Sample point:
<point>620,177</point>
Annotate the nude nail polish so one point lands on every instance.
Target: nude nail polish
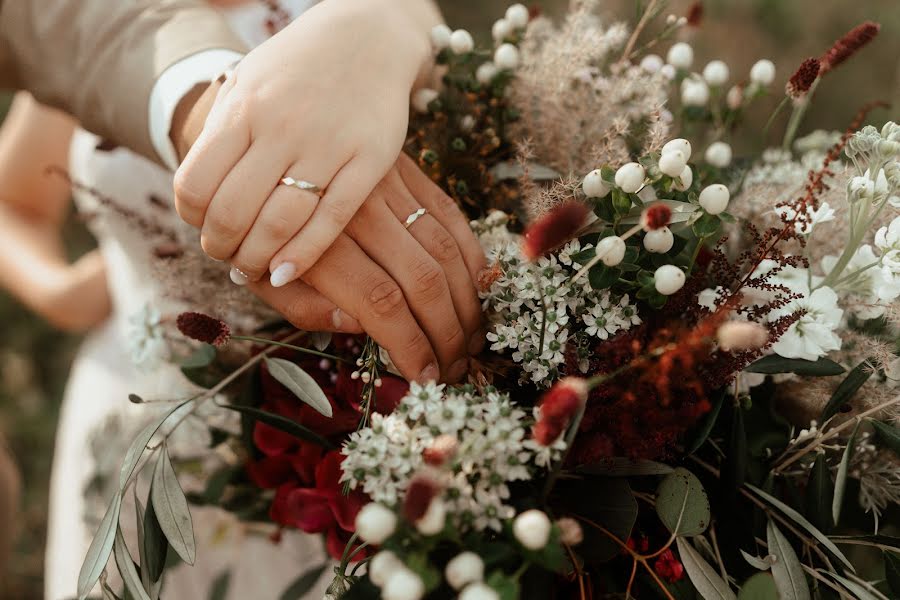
<point>238,277</point>
<point>283,274</point>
══════════════════════════════
* [Assignment] Drop the pictures, then repeat the material word for word.

* [Response area]
Sample point:
<point>620,177</point>
Annotate the nude nail polish so one point lands on every instance.
Target: nude nail polish
<point>238,277</point>
<point>283,274</point>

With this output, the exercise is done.